SHORT PROBLEM A -
Answer these questions about the weaving forum thread:
(i) How many rigid heddle looms does brenda m own?
(ii) How does megilham define the weft?
(iii) To what year does patway's instruction manual date back?
SHORT PROBLEM B -
Rewrite the part of the weaving forum thread starting at "## betty boivin" and ending at "learned to weave.", changing "founding member" to "longtime member".

EXCERPTED TEXT -
START

I have been watching "you tubes" to learn the language and techniques. Pinterest has information on weaving, as well.

I am still in the research mode for the table loom I picked up at an auction.

Good Luck.

SEA


----------



## brenda m (Jun 2, 2011)

The part I dislike most is the warping. You might try some of the ravelry forums on weaving. There are all kinds of looms mentioned, etc. and pictures of looms and works. I have 3 rigid heddle looms ranging from 8 inch to the 20 inch knitters loom.


----------



## patway (Nov 3, 2012)

A lot of these words are double dutch to me at the moment. Warping? I thought that meant the wood bending lol. I will look on Pin interest, u tube.
I have an instruction manual but with very few pics and it dates back to 1951, nearly as old as myself. Thank you again for your comments will let you know how I progress


----------



## megilham (Aug 28, 2012)

The warp is the vertical thread that is held taught on the loom. The weft is the horizontal thread that you weave in and out of the warp. See, easy!


----------



## patway (Nov 3, 2012)

Thank you, its all the terms I need to learn first I think


----------



## betty boivin (Sep 12, 2012)

Are there any weaving guilds in your area? You could join, î have been a founding member of one for 30. Yrs. This is where î learned to weave.


----------



## SouthernGirl (Dec 28, 2011)

try to locate a guild to help


----------



## patway (Nov 3, 2012)

I have sent an mail over 4 days ago no response However I think they have Monthly meetings will try to get to one of those. I have found someone who offers training courses, quite a distance from me and I can take the Loom with me which will be very helpful. I have found a couple of sites that lists the abbreviations and meanings that will help.

Thank you :thumbup:


----------

END

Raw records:
START

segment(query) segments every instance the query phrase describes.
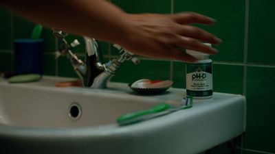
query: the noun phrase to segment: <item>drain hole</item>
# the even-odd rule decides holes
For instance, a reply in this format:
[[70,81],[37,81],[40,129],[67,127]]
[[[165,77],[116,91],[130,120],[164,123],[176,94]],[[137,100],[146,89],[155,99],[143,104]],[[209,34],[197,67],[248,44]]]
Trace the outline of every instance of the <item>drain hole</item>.
[[79,115],[79,109],[77,106],[72,106],[69,110],[69,114],[72,118],[76,118]]
[[81,116],[81,106],[78,103],[74,102],[69,105],[69,116],[72,120],[78,120]]

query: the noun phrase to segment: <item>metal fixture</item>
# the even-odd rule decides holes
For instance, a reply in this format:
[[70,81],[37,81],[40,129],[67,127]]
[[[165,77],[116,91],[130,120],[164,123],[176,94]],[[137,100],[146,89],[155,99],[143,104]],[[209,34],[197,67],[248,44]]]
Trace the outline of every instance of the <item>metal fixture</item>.
[[67,34],[62,31],[54,30],[54,36],[60,39],[63,44],[58,51],[55,53],[56,58],[65,55],[70,59],[72,64],[82,81],[84,87],[93,88],[106,88],[107,81],[115,74],[116,70],[126,60],[131,60],[135,64],[138,64],[140,60],[134,57],[134,55],[118,44],[113,46],[120,51],[120,56],[109,62],[102,64],[100,60],[100,48],[97,40],[84,36],[86,45],[86,59],[83,62],[72,52],[72,49],[80,44],[77,40],[68,43],[65,39]]

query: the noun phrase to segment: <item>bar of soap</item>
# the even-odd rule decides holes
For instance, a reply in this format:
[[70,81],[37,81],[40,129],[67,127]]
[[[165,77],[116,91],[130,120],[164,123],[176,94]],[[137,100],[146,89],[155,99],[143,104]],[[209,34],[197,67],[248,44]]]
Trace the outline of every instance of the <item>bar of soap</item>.
[[36,74],[19,75],[10,77],[8,79],[9,83],[25,83],[34,82],[40,80],[42,76]]

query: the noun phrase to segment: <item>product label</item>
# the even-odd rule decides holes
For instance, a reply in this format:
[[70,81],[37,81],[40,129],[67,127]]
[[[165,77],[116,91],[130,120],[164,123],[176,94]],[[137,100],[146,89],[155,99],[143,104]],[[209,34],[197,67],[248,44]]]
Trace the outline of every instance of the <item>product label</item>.
[[212,62],[186,64],[187,95],[206,97],[212,94]]

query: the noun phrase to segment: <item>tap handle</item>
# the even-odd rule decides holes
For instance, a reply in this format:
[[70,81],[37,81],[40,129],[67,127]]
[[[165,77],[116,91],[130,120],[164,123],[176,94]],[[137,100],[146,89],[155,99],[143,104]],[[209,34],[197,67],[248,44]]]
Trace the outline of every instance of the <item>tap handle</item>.
[[79,44],[80,44],[79,41],[78,40],[75,39],[73,42],[71,42],[70,47],[76,47],[76,46],[78,46]]
[[64,39],[67,36],[68,36],[68,34],[60,30],[53,29],[52,33],[56,38],[60,39]]
[[138,65],[140,63],[140,60],[137,58],[137,57],[132,57],[131,59],[131,61],[132,61],[132,62],[135,64],[135,65]]
[[115,44],[113,47],[120,51],[120,53],[121,56],[124,57],[126,60],[130,60],[135,65],[138,65],[140,63],[140,60],[135,57],[135,55],[122,48],[120,45]]

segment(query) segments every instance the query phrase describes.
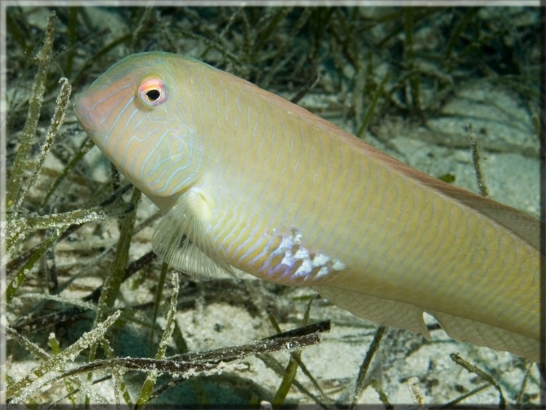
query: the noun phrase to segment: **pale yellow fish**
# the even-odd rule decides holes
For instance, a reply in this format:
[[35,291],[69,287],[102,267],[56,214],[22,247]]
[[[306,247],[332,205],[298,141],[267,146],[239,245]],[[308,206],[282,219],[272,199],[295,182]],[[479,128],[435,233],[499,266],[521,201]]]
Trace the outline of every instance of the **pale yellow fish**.
[[127,57],[74,108],[166,214],[152,245],[173,267],[312,286],[426,337],[428,312],[455,339],[539,360],[535,219],[180,55]]

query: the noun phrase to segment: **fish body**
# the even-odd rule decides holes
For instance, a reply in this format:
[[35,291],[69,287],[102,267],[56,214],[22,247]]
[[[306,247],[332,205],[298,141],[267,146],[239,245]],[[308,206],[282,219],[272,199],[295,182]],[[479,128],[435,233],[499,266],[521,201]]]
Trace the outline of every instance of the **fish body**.
[[539,360],[533,218],[189,57],[129,56],[74,108],[165,214],[153,249],[172,266],[312,286],[426,337],[428,312],[455,339]]

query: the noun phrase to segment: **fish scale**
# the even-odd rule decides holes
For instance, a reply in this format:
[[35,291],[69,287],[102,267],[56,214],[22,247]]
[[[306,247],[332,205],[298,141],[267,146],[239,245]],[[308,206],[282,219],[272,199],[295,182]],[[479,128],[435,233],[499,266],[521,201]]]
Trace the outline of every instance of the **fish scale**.
[[312,286],[426,337],[428,312],[456,339],[538,361],[539,224],[523,213],[179,55],[127,57],[75,111],[165,214],[153,249],[175,268]]

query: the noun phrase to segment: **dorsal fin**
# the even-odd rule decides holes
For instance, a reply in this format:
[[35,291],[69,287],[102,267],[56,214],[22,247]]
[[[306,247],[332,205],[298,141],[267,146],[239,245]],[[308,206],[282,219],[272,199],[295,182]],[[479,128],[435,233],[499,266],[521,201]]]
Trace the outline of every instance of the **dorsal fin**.
[[386,163],[389,168],[394,168],[405,177],[408,177],[421,185],[430,187],[445,196],[460,202],[464,206],[487,216],[540,251],[540,231],[542,225],[532,216],[515,208],[493,201],[492,199],[476,195],[431,177],[430,175],[407,166],[372,146],[365,144],[360,145],[358,143],[355,145],[358,145],[360,150],[364,150],[366,155]]

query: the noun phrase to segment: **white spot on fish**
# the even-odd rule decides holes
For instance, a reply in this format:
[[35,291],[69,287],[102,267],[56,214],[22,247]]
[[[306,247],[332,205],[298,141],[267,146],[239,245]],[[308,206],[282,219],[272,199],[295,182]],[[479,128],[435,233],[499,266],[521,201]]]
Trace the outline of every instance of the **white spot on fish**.
[[330,261],[330,258],[322,253],[318,253],[315,255],[315,259],[313,259],[313,267],[318,268],[320,266],[326,265]]
[[[339,259],[332,259],[324,253],[303,246],[302,234],[297,229],[292,229],[290,234],[283,234],[275,229],[273,235],[280,238],[280,243],[278,243],[278,239],[271,241],[271,248],[269,248],[271,254],[265,265],[265,268],[271,273],[283,272],[306,280],[312,278],[313,274],[315,278],[322,278],[334,271],[347,268],[347,265]],[[274,247],[273,243],[278,245]],[[271,263],[274,263],[274,258],[279,255],[283,255],[280,263],[277,262],[277,264],[271,265]],[[300,264],[296,269],[297,263]]]

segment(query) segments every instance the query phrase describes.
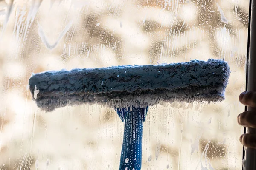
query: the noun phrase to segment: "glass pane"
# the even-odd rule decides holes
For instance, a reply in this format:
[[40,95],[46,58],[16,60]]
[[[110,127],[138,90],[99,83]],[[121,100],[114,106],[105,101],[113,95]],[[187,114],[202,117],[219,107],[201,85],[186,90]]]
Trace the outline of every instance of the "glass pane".
[[0,1],[0,168],[119,169],[124,123],[114,109],[46,113],[29,89],[33,73],[213,58],[230,68],[226,99],[149,107],[141,169],[241,170],[248,8],[248,0]]

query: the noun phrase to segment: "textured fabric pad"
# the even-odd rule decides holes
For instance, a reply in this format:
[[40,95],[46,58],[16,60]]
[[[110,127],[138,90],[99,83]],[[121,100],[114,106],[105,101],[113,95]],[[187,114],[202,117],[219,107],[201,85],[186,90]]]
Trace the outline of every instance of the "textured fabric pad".
[[[37,105],[47,111],[83,103],[143,108],[161,101],[221,101],[229,74],[226,62],[209,59],[49,71],[33,75],[29,85]],[[36,99],[35,86],[39,90]]]

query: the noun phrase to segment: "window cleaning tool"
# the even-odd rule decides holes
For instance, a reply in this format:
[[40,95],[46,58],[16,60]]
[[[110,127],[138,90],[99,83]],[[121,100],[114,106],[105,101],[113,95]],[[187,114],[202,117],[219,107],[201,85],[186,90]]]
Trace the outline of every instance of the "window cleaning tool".
[[82,103],[114,108],[124,122],[119,169],[140,170],[143,123],[161,102],[224,99],[230,69],[222,60],[49,71],[34,74],[30,90],[46,111]]

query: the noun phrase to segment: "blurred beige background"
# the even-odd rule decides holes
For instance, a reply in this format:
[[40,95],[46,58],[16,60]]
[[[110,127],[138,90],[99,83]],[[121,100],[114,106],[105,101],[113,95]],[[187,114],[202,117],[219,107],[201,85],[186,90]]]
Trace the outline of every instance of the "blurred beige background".
[[[226,99],[149,108],[142,170],[241,170],[248,0],[0,0],[0,168],[117,170],[123,125],[113,109],[46,113],[32,73],[223,59]],[[40,92],[39,92],[40,93]]]

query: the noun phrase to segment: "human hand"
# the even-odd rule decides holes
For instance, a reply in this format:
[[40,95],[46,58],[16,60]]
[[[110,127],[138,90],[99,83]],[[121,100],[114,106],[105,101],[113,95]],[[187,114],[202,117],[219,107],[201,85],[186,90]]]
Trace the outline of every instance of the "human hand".
[[[247,106],[256,107],[256,91],[246,91],[239,96],[240,102]],[[256,128],[256,113],[254,111],[246,111],[237,116],[237,122],[246,128]],[[239,139],[245,147],[256,149],[256,134],[250,133],[242,135]]]

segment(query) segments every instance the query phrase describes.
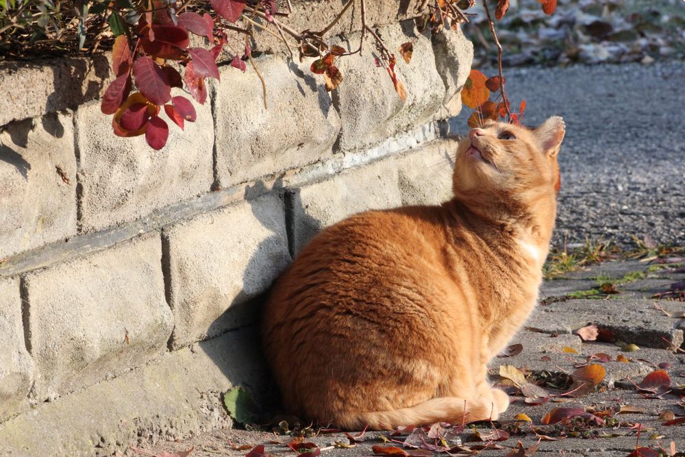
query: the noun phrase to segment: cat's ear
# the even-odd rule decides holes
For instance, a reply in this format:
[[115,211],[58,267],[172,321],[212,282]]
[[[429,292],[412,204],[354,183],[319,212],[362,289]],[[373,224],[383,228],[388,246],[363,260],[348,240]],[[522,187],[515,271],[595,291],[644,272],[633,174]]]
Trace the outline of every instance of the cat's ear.
[[559,153],[562,140],[566,133],[564,119],[558,116],[553,116],[535,129],[538,143],[545,153],[554,156]]

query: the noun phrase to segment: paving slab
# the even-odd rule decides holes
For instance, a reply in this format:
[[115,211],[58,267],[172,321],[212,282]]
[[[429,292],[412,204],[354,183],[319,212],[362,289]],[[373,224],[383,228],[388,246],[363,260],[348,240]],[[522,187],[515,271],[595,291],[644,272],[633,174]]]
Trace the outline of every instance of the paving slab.
[[677,321],[655,308],[653,300],[611,297],[540,306],[527,325],[546,333],[562,334],[594,323],[611,330],[617,338],[638,345],[667,348],[682,344],[682,330],[675,328]]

END

WRITTEN ANSWER A -
(i) Three, ranging from 8 inch to the 20 inch knitters loom.
(ii) The weft is the horizontal thread that you weave in and out of the warp.
(iii) 1951.

WRITTEN ANSWER B -
## betty boivin (Sep 12, 2012)

Are there any weaving guilds in your area? You could join, î have been a longtime member of one for 30. Yrs. This is where î learned to weave.